Extract provided =
— START —
Lori Loughlin digs in – and 7 more surprises and takeaways in college admissions scandal
"Desperate Housewives" star Felicity Huffman has pleaded guilty in the college admissions bribery scandal. Huffman pleaded guilty to paying a consultant $15,000 to have a proctor correct her older daughter's answers on the SAT. (May 13) AP, AP
BOSTON – The Justice Department's historic "Varsity Blues" college admissions bribery case is entering a new phase in Boston federal court as sentencing begins this week for the first of 19 parents, coaches and other defendants who pleaded guilty to felonies.
Three others have agreed to plead guilty and await hearings. The 28 defendants who pleaded not guilty are digging in for trials that would play out for many months.
It's been a blockbuster case since it was unsealed in March: famous actresses, CEOs, wealthy investors and other rich parents are accused of paying bribes to the scheme's mastermind, Rick Singer, a college consultant, to get their children accepted into elite colleges. He offered them two tracks: Have someone cheat on their children's ACT or SAT tests, or falsely classify them as athletic recruits.
Want news from USA TODAY on WhatsApp?Click this link on your mobile device to get started
The college admissions scam involving Lori Loughlin and Felicity Huffman shows how some rich families use a “side door” to game an already unfair education system. Just the FAQs, USA TODAY
Inside the courtroom, prosecutors sought to make a complicated legal argument that the parents' $25 million in total payments to Singer's sham nonprofit group were crimes – mail fraud. They argued that the coaches and test administrators committed racketeering.
Big questions remain: How many additional parents will plead guilty? How many more parents and others could be charged? Will judges come down hard or light with their sentences?
Here are eight takeaways from what we've seen:
Felicity Huffman and Lori Loughlin: One actress gives in as another digs in
The case garnered huge attention from the get-go not only because it exposed a plot for the super wealthy to buy college access – in an unprecedented scope – but because of two names: actresses Felicity Huffman and Lori Loughlin.
— END —
Direction =
Proceed with the article on the college admissions bribery case, starting right after its final sentence.

Data =
— START —
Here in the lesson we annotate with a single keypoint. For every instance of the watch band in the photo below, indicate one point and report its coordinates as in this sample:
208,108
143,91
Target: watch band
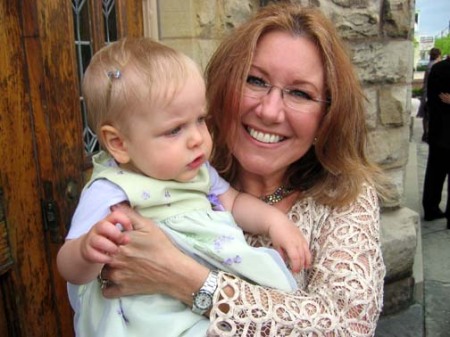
— END —
Solved problem =
A tearful Huffman, who starred in "Desperate Housewives," pleaded guilty last month to conspiracy to mail fraud charges for paying Singer $15,000 to have someone correct SAT answers for her oldest daughter.
Loughlin and her husband, fashion designer Mossimo Giannulli, pleaded not guilty to allegations they paid $500,000 to Singer for their daughters to be classified as athletic recruits to get them accepted into the University of Southern California. Because they did not agree to deals with prosecutors, they're among the parents who face a money laundering charge.
As a result of her plea agreement, prosecutors recommended four months of prison for Huffman out of a maximum penalty of 20 years of incarceration.
The charges facing Loughlin are more serious – and the potential sentence more severe – given the substantially higher dollar amount. Singer charged parents more for the recruitment scheme than the test cheating.
Loughlin could have other legal issues as well. In a letter attached to court documents this week, her attorney said that USC's legal counsel raised the possibility of a legal dispute with Loughlin and Giannulli.
Defendants are split
Just as the case's two celebrity defendants have taken different paths, so have the others facing charges. No concrete pattern has emerged to explain why some defendants have pleaded guilty and some haven't.
Parents accused of paying to have someone take their children's test have been slightly more likely to plead guilty than those accused of taking part in the recruitment scheme. But both camps are represented among the guilty pleas.
Among the parents who pleaded guilty, eight participated in the test cheating scheme, five admitted to taking part in the recruitment scheme, and one parent took part in both.
The majority of the remaining 19 parent defendants are accused of taking part in the recruitment scheme. There are four accused of participating in the test cheating scheme and four accused of taking part in both tracks.
Five college coaches accused of accepting bribes pleaded guilty, and four other coaches, two test administrators and the head of a Houston tennis academy pleaded not guilty.
Through plea agreements, the prosecution has methodically gotten more defendants to plead guilty, from four – including Singer, when indictments were unsealed March 13 – to 22.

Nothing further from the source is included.